[Text for analysis]
┄┄┄┄┄┄┄┄┄┄┄┄┄┄┄┄┄┄┄┄
The Exchange notes that, except as modified by this filing, all representations made by the Exchange in SR-NYSE-2002-27 and SR-NYSE-2004-27 relating to regulation of UTP trading of the Funds, including surveillance procedures, Information Memos and due diligence, among other matters, will be fully applicable to trading of the Funds upon Exchange listing.
Stop and Stop Limit Orders
Commentary .30 to Exchange Rule 13 provides that stop and stop limit orders in an ICU shall be elected by a quotation, but specifies that if the electing bid or an offer is more than 0.10 points away from the last sale and is for the specialist's dealer account, prior Floor Official approval is required for the election to be effective. The Exchange states that this rule applies to ICUs generally.
Rule 460.10 generally precludes certain business relationships between an issuer and the specialist (or its affiliate) in the issuer's securities. Exceptions in the Rule permit specialists in ETF shares to enter into Creation Unit transactions through the Distributor to facilitate the maintenance of a fair and orderly market. A specialist Creation Unit transaction may only be effected on the same terms and conditions as any other investor, and only at the net asset value of the ETF shares. A specialist (or its affiliate) may acquire a position in excess of 10% of the outstanding issue of the ETF shares, provided, however, that a specialist registered in a security issued by an investment company may purchase and redeem the investment company unit or securities that can be subdivided or converted into such unit, from the investment company as appropriate to facilitate the maintenance of a fair and orderly market in the subject security.
In order to halt the trading of the Funds, the Exchange may consider, among other things, factors such as the extent to which trading is not occurring in underlying security(s) and whether other unusual conditions or circumstances detrimental to the maintenance of a fair and orderly market are present. In addition, trading in Fund shares is subject to trading halts caused by extraordinary market volatility pursuant to Exchange Rule 80B. The Exchange will suspend trading in a Fund if the Index value or IOPV applicable to such Fund is no longer calculated or disseminated.
┄┄┄┄┄┄┄┄┄┄┄┄┄┄┄┄┄┄┄┄
[Material provided]
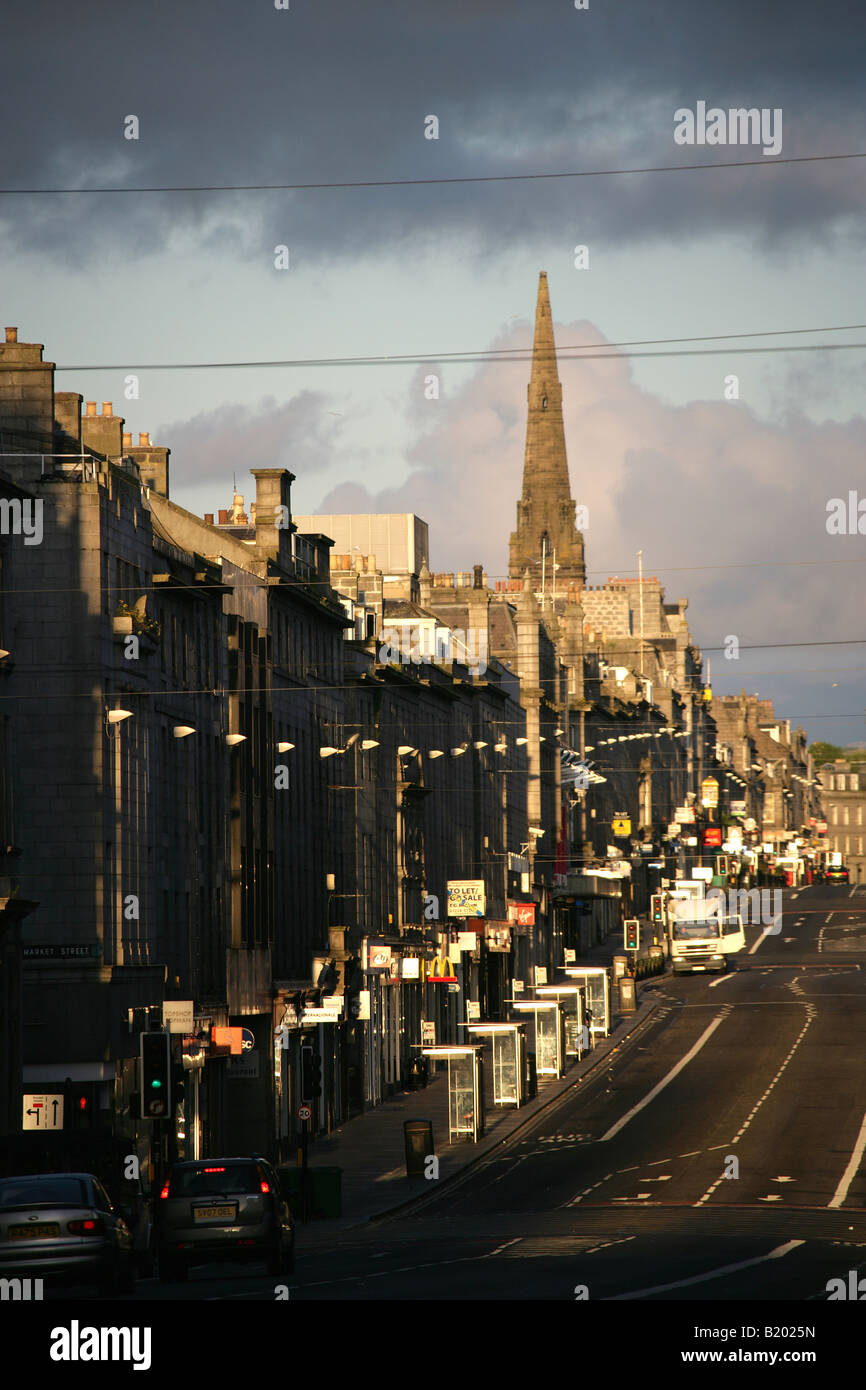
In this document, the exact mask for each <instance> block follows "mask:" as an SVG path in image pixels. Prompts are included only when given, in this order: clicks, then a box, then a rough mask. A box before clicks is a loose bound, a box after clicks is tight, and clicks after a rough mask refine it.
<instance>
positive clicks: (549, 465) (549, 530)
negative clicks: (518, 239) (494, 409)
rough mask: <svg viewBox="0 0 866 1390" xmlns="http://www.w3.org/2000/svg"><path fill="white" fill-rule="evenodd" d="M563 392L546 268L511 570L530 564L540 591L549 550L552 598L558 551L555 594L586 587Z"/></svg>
mask: <svg viewBox="0 0 866 1390" xmlns="http://www.w3.org/2000/svg"><path fill="white" fill-rule="evenodd" d="M562 396H563V391H562V385H560V381H559V373H557V370H556V345H555V342H553V320H552V317H550V296H549V293H548V272H546V271H542V272H541V275H539V277H538V303H537V306H535V341H534V343H532V371H531V375H530V385H528V388H527V398H528V418H527V450H525V457H524V466H523V496H521V498H520V502H518V503H517V530H516V531H513V532H512V541H510V557H509V574H510V577H512V578H513V580H518V578H521V577H523V574H524V573H525V570H527V569H528V570H530V575H531V578H532V588H534V589H535V591H537V592H538V591H541V588H542V552H544V553H545V555H546V562H545V584H544V587H545V594H546V595H548V598H549V595H550V594H552V591H553V553H555V552H556V595H557V598H559V596H563V598H564V595H566V592H567V589H569V585H570V584H577V585H580V587H582V585H584V582H585V577H587V570H585V564H584V539H582V537H581V534H580V531H578V530H577V524H575V514H574V502H573V500H571V488H570V484H569V463H567V459H566V432H564V427H563V406H562Z"/></svg>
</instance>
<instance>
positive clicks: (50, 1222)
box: [0, 1173, 135, 1295]
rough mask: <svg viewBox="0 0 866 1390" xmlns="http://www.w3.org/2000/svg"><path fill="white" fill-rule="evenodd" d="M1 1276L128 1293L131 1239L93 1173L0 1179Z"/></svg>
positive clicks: (53, 1175) (28, 1175)
mask: <svg viewBox="0 0 866 1390" xmlns="http://www.w3.org/2000/svg"><path fill="white" fill-rule="evenodd" d="M0 1276H3V1277H4V1279H10V1277H15V1279H18V1277H36V1279H44V1280H46V1282H50V1283H72V1284H82V1283H83V1284H90V1283H93V1284H97V1286H99V1290H100V1293H101V1294H104V1295H110V1294H114V1293H132V1290H133V1284H135V1275H133V1265H132V1236H131V1233H129V1227H128V1226H126V1222H125V1220H124V1216H122V1213H121V1212H120V1211H118V1208H117V1207H115V1205H114V1204H113V1202H111V1200H110V1197H108V1194H107V1193H106V1188H104V1187H103V1184H101V1183H100V1181H99V1179H97V1177H95V1176H93V1175H92V1173H29V1175H26V1176H22V1177H3V1179H0Z"/></svg>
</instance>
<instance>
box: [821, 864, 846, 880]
mask: <svg viewBox="0 0 866 1390" xmlns="http://www.w3.org/2000/svg"><path fill="white" fill-rule="evenodd" d="M824 881H826V883H848V867H847V865H828V866H827V869H826V870H824Z"/></svg>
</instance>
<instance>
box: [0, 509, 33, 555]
mask: <svg viewBox="0 0 866 1390" xmlns="http://www.w3.org/2000/svg"><path fill="white" fill-rule="evenodd" d="M42 506H43V503H42V498H36V499H35V500H33V499H32V498H25V499H24V502H22V500H21V498H0V535H22V537H24V543H25V545H42Z"/></svg>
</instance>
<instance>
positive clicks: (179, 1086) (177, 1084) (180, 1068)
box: [171, 1062, 186, 1105]
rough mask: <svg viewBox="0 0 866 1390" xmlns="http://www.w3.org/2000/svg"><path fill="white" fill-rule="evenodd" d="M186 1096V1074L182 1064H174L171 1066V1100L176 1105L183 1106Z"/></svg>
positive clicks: (176, 1063)
mask: <svg viewBox="0 0 866 1390" xmlns="http://www.w3.org/2000/svg"><path fill="white" fill-rule="evenodd" d="M185 1095H186V1072H185V1070H183V1063H182V1062H172V1066H171V1099H172V1102H174V1104H175V1105H182V1104H183V1097H185Z"/></svg>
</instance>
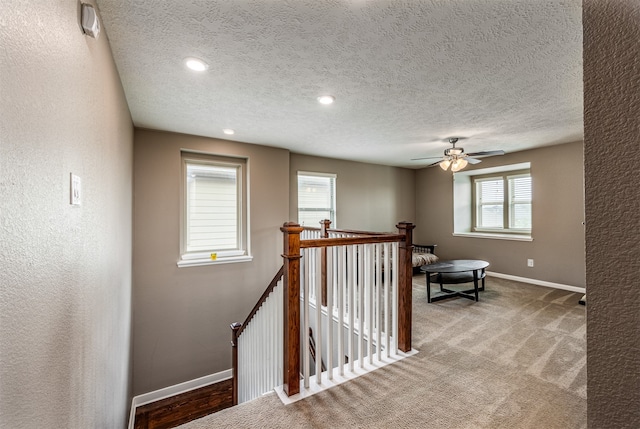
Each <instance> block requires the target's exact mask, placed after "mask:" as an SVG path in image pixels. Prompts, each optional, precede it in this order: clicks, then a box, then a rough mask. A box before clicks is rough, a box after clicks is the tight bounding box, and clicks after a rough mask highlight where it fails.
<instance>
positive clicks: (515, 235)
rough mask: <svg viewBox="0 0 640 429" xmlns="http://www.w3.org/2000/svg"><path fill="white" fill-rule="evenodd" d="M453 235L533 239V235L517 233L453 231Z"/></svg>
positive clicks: (477, 237) (515, 240)
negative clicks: (511, 233)
mask: <svg viewBox="0 0 640 429" xmlns="http://www.w3.org/2000/svg"><path fill="white" fill-rule="evenodd" d="M451 235H453V236H454V237H469V238H491V239H494V240H512V241H533V237H531V236H528V235H518V234H499V233H488V232H454V233H453V234H451Z"/></svg>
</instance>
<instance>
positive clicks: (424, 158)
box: [411, 137, 504, 172]
mask: <svg viewBox="0 0 640 429" xmlns="http://www.w3.org/2000/svg"><path fill="white" fill-rule="evenodd" d="M458 140H459V138H458V137H450V138H449V143H451V145H452V147H450V148H447V149H445V150H444V157H443V158H442V159H441V160H440V161H436V162H434V163H433V164H429V165H427V167H433V166H434V165H439V166H440V168H442V169H443V170H447V169H448V168H449V166H451V171H453V172H456V171H460V170H462V169H463V168H464V167H466V166H467V164H477V163H479V162H482V161H481V160H479V159H476V158H478V157H481V156H493V155H504V151H503V150H488V151H482V152H473V153H464V148H461V147H456V143H457V142H458ZM432 158H438V157H435V156H431V157H427V158H413V159H412V160H411V161H418V160H422V159H432Z"/></svg>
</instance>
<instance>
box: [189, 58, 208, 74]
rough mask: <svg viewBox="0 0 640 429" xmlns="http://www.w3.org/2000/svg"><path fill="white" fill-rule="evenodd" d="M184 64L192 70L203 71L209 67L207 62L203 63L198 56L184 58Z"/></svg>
mask: <svg viewBox="0 0 640 429" xmlns="http://www.w3.org/2000/svg"><path fill="white" fill-rule="evenodd" d="M184 64H185V65H186V66H187V67H188V68H190V69H191V70H193V71H205V70H206V69H208V68H209V64H207V63H205V62H204V61H202V60H201V59H199V58H193V57H189V58H185V59H184Z"/></svg>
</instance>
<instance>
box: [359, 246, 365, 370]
mask: <svg viewBox="0 0 640 429" xmlns="http://www.w3.org/2000/svg"><path fill="white" fill-rule="evenodd" d="M363 274H364V246H362V245H358V330H359V331H360V334H359V335H358V358H359V359H360V368H364V301H365V299H364V298H365V297H364V276H363Z"/></svg>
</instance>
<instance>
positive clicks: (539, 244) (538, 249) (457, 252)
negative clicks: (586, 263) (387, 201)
mask: <svg viewBox="0 0 640 429" xmlns="http://www.w3.org/2000/svg"><path fill="white" fill-rule="evenodd" d="M582 159H583V145H582V142H577V143H569V144H563V145H556V146H548V147H543V148H540V149H534V150H529V151H522V152H516V153H513V154H506V155H503V156H494V157H489V158H483V161H482V163H480V164H477V165H476V166H472V167H467V168H466V169H465V171H467V170H473V169H474V167H475V168H487V167H494V166H499V165H509V164H516V163H521V162H530V163H531V175H532V178H533V209H532V216H533V219H532V221H533V227H532V237H533V241H531V242H522V241H506V240H495V239H486V238H468V237H454V236H452V232H453V195H452V190H453V176H452V173H451V172H450V171H449V172H445V171H442V169H440V168H438V167H433V168H425V169H422V170H419V171H418V172H417V179H416V183H417V184H416V188H417V189H416V195H417V198H416V200H417V202H416V204H417V225H418V228H417V229H416V238H415V239H414V242H416V243H435V244H437V245H438V247H437V248H436V253H437V254H438V255H439V256H440V257H442V258H446V259H455V258H463V259H464V258H470V259H484V260H487V261H489V262H490V263H491V266H490V267H489V270H490V271H493V272H497V273H502V274H509V275H513V276H519V277H526V278H530V279H536V280H542V281H548V282H553V283H560V284H565V285H570V286H578V287H584V286H585V263H584V255H585V245H584V226H583V224H582V222H583V220H584V196H583V189H584V186H583V171H582V170H583V168H582V164H583V161H582ZM527 259H534V261H535V266H534V267H533V268H530V267H527Z"/></svg>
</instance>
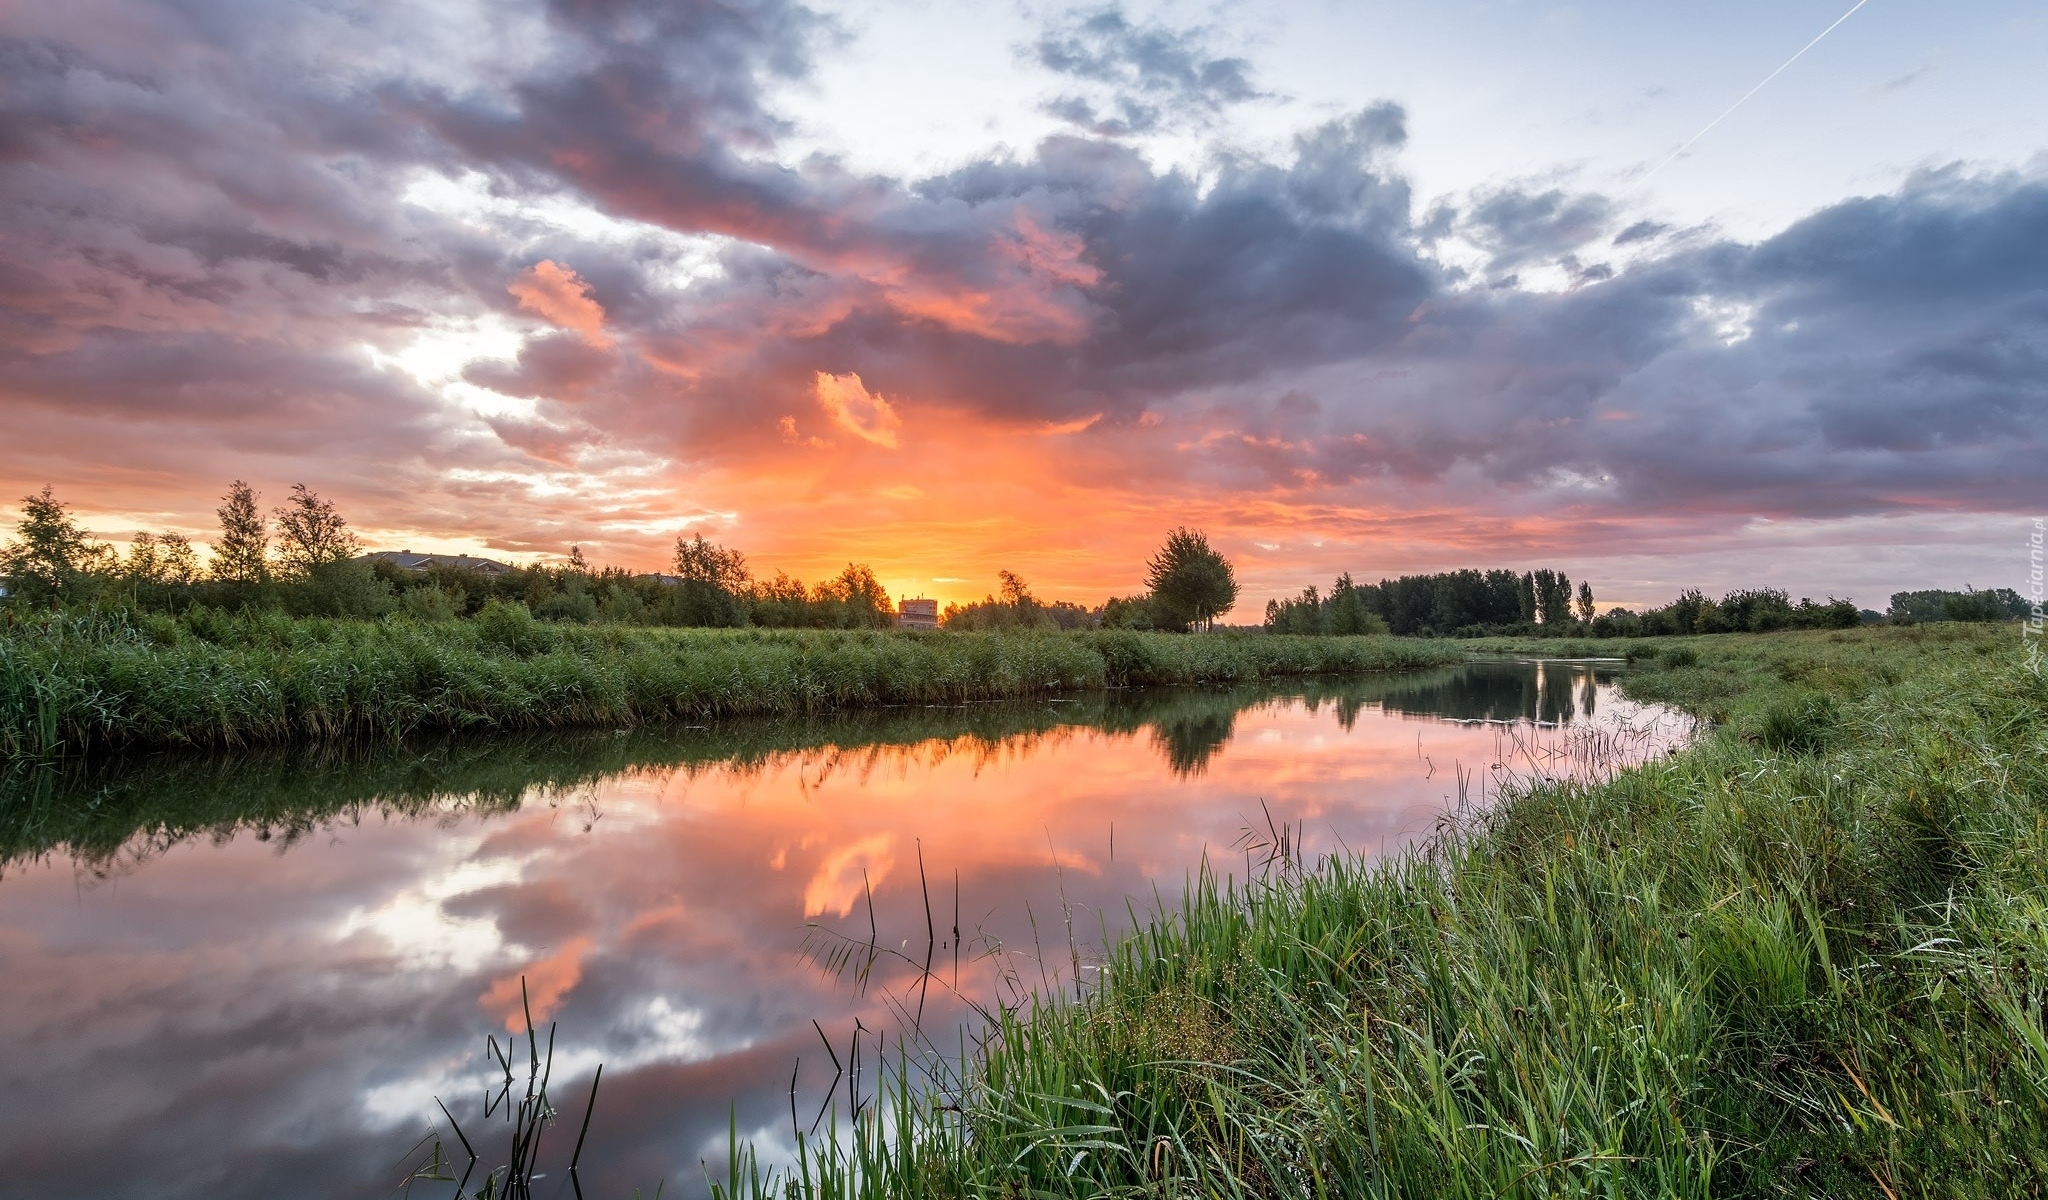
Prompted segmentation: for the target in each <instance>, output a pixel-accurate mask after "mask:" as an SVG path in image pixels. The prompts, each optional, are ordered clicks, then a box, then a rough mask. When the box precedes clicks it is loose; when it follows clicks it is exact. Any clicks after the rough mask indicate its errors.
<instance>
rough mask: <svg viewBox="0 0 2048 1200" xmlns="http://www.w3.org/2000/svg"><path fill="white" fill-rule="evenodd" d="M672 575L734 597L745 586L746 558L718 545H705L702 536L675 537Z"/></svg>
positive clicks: (747, 570)
mask: <svg viewBox="0 0 2048 1200" xmlns="http://www.w3.org/2000/svg"><path fill="white" fill-rule="evenodd" d="M674 563H676V575H680V577H682V580H684V582H692V584H711V586H713V588H719V590H721V592H727V594H731V596H737V594H739V592H741V590H745V586H748V557H745V555H741V553H739V551H729V549H725V547H721V545H715V543H707V541H705V534H696V537H694V539H684V537H680V534H678V537H676V559H674Z"/></svg>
┄┄┄┄┄┄┄┄┄┄┄┄┄┄┄┄┄┄┄┄
[Work to complete]
1. Copy the rows from their start through the line that contains "392L546 268L511 570L530", with no pictures.
2. Write the next part of the text on exchange trading rules for the Funds, picking up right after its last sentence.
The exchange text and the rows have nothing to do with each other.

[Solved tasks]
1.
In this document, the exact mask for each <instance> block follows "mask:" as an SVG path in image pixels. Prompts are included only when given, in this order: clicks, then a box, then a rough mask. A box before clicks is a loose bound, a box after clicks is tight, and clicks after a rough mask refine it.
<instance>
positive clicks: (549, 465) (549, 530)
negative clicks: (518, 239) (494, 409)
rough mask: <svg viewBox="0 0 866 1390" xmlns="http://www.w3.org/2000/svg"><path fill="white" fill-rule="evenodd" d="M563 392L546 268L511 570L530 564L540 591L549 550L552 598L558 551L555 594L586 587Z"/></svg>

2.
Prospectus or Product Description Delivery
The Commission has granted iShares, Inc. an exemption from certain prospectus delivery requirements under section 24(d)  of the 1940 Act. Any product description used in reliance on a section 24(d) exemptive order will comply with all representations made therein and all conditions thereto. The Exchange, in an Information Memo to Exchange members and member organizations, will inform members and member organizations, prior to commencement of trading, of the prospectus or product description delivery requirements applicable to the Funds and will refer members and member organizations to NYSE Rule 1100(b). The Information Memo will also advise members and member organizations that delivery of a prospectus to customers in lieu of a product description would satisfy the requirements of Rule 1100(b).
The Exchange will utilize its existing surveillance procedures applicable to ICUs to monitor trading in the Funds. The Exchange believes that these procedures are adequate to monitor Exchange trading of the Funds.
The Exchange believes that surveillance procedures applicable to trading in iShares are comparable to those applicable to other ICUs currently trading on the Exchange. The Exchange believes that its surveillance procedures, which the Exchange has filed with the Commission, are adequate to properly monitor the trading of the Funds. The Exchange's current trading surveillances focus on detecting securities trading outside their normal patterns. When such situations are detected, surveillance analysis follows and investigations are opened, where appropriate, to review the behavior of all relevant parties for all relevant trading violations. The Exchange is able to obtain information regarding trading in both the Fund shares and the component securities through NYSE members, in connection with such members' proprietary or customer trades which they effect on any relevant market. In addition, the Exchange may obtain trading information via the Intermarket Surveillance Group (“ISG”) from other exchanges who are members or affiliates of the ISG.
Original and Annual Listing Fees
The original listing fee applicable to each Fund for listing on the Exchange is $5,000, and the continuing fee would be $2,000 for each Fund, paid annually.Start Printed Page 70014
The trading hours for the Funds on the Exchange will be 9:30 a.m. to 4:15 p.m.
2. Statutory Basis
The NYSE believes that its proposal is consistent with section 6(b) of the Act  in general, and furthers the objectives of section 6(b)(5) of the Act  in particular, in that it is designed to prevent fraudulent and manipulative acts and practices, promote just and equitable principles of trade, remove impediments to and perfect the mechanism of a free and open market and national market system and, in general, to protect investors and the public interest.
B. Self-Regulatory Organization's Statement on Burden on Competition
The NYSE does not believe that the proposed rule change will impose any inappropriate burden on competition not necessary or appropriate in furtherance of the purposes of the Act.
C. Self-Regulatory Organization's Statement on Comments on the Proposed Rule Change Received From Members, Participants or Others
The NYSE neither solicited nor received written comments on the proposed rule change.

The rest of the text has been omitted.